GOAL OF THE EXERCISE: Please rewrite the part of the records that opens with the line containing "the front bumper." and closes with the line containing "[[111, 164], [534, 170]]", swapping "front bumper" for "rear bumper" and leaving everything else unchanged.

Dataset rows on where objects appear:
● ● ● ● ●
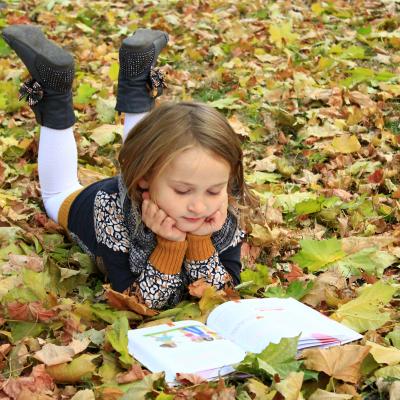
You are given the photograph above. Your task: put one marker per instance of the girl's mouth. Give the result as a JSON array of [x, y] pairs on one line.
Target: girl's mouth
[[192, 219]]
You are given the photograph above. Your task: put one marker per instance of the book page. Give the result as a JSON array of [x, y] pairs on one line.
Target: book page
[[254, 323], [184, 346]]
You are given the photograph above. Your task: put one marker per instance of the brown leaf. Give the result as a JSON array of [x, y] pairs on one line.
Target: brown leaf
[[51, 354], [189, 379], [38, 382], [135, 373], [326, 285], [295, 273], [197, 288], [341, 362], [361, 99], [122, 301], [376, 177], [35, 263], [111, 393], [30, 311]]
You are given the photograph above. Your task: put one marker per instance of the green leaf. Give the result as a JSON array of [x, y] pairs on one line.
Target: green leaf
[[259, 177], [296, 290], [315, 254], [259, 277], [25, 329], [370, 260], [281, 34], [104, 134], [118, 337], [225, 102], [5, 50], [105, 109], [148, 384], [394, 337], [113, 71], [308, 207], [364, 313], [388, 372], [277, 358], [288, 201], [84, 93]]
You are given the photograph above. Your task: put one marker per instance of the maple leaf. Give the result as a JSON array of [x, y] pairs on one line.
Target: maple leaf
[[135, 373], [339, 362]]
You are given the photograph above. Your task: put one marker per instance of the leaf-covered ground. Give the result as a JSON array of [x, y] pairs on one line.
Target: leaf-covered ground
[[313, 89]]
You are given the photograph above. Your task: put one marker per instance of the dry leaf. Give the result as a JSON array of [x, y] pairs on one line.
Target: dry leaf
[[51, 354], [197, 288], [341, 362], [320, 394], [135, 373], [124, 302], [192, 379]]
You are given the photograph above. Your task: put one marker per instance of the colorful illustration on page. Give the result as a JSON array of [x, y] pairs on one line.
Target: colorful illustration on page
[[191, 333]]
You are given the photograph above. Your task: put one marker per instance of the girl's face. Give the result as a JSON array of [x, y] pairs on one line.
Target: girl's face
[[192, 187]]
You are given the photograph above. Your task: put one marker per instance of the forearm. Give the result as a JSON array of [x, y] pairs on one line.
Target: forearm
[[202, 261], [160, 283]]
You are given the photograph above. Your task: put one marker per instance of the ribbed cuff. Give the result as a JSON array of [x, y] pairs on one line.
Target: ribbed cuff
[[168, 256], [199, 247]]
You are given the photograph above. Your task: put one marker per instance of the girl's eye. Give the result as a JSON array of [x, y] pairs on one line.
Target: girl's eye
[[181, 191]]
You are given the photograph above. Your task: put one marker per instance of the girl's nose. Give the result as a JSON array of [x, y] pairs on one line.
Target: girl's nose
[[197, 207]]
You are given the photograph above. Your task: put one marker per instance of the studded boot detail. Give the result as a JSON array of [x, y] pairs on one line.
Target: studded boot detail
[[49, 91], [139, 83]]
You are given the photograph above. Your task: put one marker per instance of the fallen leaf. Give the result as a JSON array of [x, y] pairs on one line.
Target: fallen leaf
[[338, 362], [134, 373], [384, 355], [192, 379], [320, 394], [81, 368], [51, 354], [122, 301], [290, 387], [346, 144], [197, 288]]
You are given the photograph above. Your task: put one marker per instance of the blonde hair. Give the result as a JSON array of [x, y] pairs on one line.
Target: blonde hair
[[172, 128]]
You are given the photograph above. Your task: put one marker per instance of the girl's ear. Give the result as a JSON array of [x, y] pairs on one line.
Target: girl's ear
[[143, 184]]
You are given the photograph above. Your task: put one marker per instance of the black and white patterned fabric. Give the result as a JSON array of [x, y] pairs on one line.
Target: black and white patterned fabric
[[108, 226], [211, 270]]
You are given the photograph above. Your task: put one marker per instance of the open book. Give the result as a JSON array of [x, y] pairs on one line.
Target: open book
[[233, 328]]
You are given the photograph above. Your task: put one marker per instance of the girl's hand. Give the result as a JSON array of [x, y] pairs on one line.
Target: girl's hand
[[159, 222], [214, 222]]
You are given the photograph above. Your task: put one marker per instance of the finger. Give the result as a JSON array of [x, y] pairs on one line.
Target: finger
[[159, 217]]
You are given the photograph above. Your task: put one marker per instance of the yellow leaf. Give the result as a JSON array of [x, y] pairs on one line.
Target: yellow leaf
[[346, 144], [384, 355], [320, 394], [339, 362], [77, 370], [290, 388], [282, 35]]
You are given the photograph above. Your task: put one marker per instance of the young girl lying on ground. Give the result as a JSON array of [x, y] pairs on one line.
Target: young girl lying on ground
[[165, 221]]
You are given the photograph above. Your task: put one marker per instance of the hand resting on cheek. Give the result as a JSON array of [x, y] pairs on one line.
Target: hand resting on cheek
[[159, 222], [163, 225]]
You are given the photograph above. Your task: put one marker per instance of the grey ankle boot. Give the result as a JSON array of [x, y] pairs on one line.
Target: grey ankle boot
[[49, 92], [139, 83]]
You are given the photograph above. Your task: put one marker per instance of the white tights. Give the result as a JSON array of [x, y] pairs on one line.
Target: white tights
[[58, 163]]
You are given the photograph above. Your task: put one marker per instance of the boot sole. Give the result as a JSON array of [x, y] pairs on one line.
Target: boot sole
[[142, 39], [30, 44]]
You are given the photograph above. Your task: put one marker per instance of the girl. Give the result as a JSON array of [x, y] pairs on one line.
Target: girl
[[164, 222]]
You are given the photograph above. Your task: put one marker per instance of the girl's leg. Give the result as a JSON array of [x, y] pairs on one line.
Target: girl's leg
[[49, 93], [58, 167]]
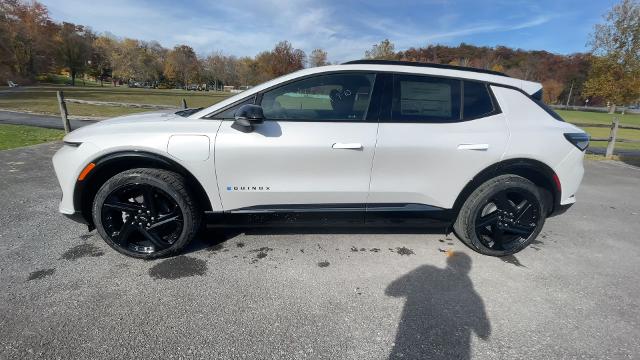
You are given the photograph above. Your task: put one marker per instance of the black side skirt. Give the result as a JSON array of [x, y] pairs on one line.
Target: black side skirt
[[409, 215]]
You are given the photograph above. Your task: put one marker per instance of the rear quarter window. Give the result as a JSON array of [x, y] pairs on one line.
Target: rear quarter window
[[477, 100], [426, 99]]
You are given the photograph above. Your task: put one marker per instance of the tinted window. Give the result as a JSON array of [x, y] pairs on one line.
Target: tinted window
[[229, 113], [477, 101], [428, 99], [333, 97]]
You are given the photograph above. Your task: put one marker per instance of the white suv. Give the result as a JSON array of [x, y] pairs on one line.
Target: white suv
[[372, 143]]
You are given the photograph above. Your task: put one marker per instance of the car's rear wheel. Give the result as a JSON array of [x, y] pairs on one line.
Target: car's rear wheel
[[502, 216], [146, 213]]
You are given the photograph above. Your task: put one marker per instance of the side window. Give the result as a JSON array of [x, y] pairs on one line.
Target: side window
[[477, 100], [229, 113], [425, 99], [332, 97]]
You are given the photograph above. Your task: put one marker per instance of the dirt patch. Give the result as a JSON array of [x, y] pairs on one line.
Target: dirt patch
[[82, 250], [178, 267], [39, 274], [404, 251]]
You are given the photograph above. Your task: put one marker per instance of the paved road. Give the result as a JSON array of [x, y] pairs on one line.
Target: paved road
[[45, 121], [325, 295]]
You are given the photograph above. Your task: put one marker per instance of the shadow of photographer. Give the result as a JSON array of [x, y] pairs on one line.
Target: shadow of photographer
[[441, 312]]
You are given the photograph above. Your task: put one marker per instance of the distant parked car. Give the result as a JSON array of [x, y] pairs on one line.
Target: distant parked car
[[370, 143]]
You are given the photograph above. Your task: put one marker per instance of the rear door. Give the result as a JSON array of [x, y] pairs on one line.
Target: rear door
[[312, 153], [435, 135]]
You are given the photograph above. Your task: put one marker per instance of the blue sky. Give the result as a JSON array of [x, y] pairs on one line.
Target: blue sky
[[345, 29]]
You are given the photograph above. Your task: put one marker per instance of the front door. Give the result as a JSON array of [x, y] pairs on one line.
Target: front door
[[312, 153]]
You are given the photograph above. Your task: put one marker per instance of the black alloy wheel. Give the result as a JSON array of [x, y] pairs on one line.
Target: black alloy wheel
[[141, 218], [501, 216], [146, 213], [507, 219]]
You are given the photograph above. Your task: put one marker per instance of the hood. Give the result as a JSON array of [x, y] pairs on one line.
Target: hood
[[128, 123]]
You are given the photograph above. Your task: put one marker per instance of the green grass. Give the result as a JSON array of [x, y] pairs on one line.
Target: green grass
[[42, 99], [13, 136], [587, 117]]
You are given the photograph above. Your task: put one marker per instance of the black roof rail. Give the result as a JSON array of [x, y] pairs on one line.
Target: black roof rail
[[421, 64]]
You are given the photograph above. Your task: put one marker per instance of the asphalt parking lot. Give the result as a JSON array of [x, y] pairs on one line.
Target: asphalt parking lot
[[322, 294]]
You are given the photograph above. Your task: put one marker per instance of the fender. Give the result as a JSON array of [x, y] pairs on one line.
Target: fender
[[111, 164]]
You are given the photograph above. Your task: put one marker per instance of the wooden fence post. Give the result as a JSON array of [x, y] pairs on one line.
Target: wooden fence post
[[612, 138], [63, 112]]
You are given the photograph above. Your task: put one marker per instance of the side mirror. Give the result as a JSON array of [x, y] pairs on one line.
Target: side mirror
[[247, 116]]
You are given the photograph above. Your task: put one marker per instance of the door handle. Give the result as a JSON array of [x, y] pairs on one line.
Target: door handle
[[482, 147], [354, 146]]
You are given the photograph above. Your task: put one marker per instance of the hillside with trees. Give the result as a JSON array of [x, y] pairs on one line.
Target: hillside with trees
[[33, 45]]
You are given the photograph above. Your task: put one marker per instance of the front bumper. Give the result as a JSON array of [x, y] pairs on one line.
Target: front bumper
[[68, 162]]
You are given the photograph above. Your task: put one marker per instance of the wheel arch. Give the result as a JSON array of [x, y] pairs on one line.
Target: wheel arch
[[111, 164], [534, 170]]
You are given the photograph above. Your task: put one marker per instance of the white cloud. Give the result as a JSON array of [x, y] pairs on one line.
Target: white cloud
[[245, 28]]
● ● ● ● ●
RESPONSE TO THIS EXERCISE:
You are given the photograph above. Your task: put one marker per instance of the rear bumper. Give the result as a JSON array of [x, y] pairs on one line.
Target: rear bumper
[[68, 162]]
You are given the photograph above. Your task: put one marker per instance of the wheel arch. Give the result as a JSON array of [x, y] pairs on one line.
Target: wheel arch
[[111, 164], [534, 170]]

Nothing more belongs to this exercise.